> **Records for the task**
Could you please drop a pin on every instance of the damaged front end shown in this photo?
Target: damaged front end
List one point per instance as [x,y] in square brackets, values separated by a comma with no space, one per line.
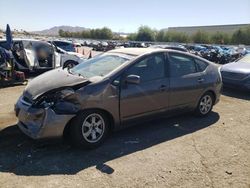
[47,116]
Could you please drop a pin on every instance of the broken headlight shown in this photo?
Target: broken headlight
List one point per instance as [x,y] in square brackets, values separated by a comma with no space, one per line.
[52,98]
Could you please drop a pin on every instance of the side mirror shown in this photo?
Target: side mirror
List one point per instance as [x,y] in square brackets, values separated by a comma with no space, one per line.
[133,79]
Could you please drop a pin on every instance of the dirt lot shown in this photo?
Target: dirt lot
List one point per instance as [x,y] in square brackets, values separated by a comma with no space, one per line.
[177,152]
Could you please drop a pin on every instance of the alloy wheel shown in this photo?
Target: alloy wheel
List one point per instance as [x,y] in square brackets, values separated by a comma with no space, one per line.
[206,104]
[93,128]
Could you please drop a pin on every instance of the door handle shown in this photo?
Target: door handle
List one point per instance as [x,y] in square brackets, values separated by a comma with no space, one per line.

> **Task requirements**
Rewrite all the entries above, replacing "drop a pin on" with "place a marker on" everywhere and changing nothing else. Leave the pictures out.

> **Full response**
Could you please place a marker on every instance of the damaged front end shown in this photo?
Target: damaged front end
List one point per instance as [x,y] in square brackets, values separated by a comma with no space, one per line.
[47,116]
Could you please place a marker on every instance of the broken headlight shown in this photo?
Target: broken headlight
List one point per instance as [x,y] in square brackets, values separated by a comma with no space, one per line.
[52,98]
Could you please place a marker on every instance of the side mirror shown in this photo?
Target: side mirror
List one point per instance as [x,y] in square brackets, values separated by a comma with no space, one per line.
[133,79]
Could you please place a marker on every instance of the dirt lot shown in this photo?
Target: dirt lot
List one point per instance as [x,y] in square brackets, values separated by a comma with no space, one per line.
[177,152]
Could you please place a marker on every instance of the alloy wheel shown in this photo?
Target: alloy wheel
List one point per instance as [x,y] in square brackets, values separated by a comma with no space, one per line.
[206,104]
[93,128]
Could you please place a marker on every instance of the door handle shown in this photo?
Target: door handle
List one point per instance as [x,y] in square brackets, values separated by a comma with no space, one per line.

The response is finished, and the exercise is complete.